:: YOUR TASK ::
The records are given next. Repeat each one exactly.

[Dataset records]
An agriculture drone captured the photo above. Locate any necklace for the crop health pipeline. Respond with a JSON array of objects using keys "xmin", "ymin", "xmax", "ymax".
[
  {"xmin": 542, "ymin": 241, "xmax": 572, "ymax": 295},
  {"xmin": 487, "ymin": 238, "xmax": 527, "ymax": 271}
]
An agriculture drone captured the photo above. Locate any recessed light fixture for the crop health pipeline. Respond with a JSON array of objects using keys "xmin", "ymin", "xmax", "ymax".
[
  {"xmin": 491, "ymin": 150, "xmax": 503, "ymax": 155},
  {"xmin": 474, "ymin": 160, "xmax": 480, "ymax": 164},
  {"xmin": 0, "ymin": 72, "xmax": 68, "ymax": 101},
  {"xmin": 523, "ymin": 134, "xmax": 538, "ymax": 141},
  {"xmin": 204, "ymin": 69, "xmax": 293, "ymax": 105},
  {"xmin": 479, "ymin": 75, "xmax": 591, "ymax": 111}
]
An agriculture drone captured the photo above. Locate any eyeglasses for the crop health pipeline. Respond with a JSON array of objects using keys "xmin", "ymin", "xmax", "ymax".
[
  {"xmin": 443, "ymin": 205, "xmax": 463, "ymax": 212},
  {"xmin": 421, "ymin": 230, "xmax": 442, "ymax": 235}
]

:: YOUR RESPONSE ::
An agriculture drone captured the photo above. Locate any necklace for the crop health pipeline. Respond with a JSON array of objects using keys "xmin", "ymin", "xmax", "ymax".
[
  {"xmin": 542, "ymin": 241, "xmax": 572, "ymax": 295},
  {"xmin": 487, "ymin": 238, "xmax": 527, "ymax": 271}
]
An agriculture drone captured the photo above. Locate any recessed light fixture for the crop health pipeline. Respond with a JSON array of objects using keys "xmin", "ymin", "xmax", "ymax".
[
  {"xmin": 491, "ymin": 150, "xmax": 503, "ymax": 155},
  {"xmin": 474, "ymin": 160, "xmax": 480, "ymax": 164},
  {"xmin": 0, "ymin": 72, "xmax": 68, "ymax": 101},
  {"xmin": 523, "ymin": 134, "xmax": 538, "ymax": 141},
  {"xmin": 204, "ymin": 69, "xmax": 293, "ymax": 105},
  {"xmin": 479, "ymin": 75, "xmax": 591, "ymax": 111}
]
An agriculture drone captured the photo above. Locate any eyeglasses for the crop health pipeline. Respond with a JSON array of objects using keys "xmin", "ymin", "xmax", "ymax".
[
  {"xmin": 443, "ymin": 205, "xmax": 463, "ymax": 212},
  {"xmin": 421, "ymin": 230, "xmax": 442, "ymax": 235}
]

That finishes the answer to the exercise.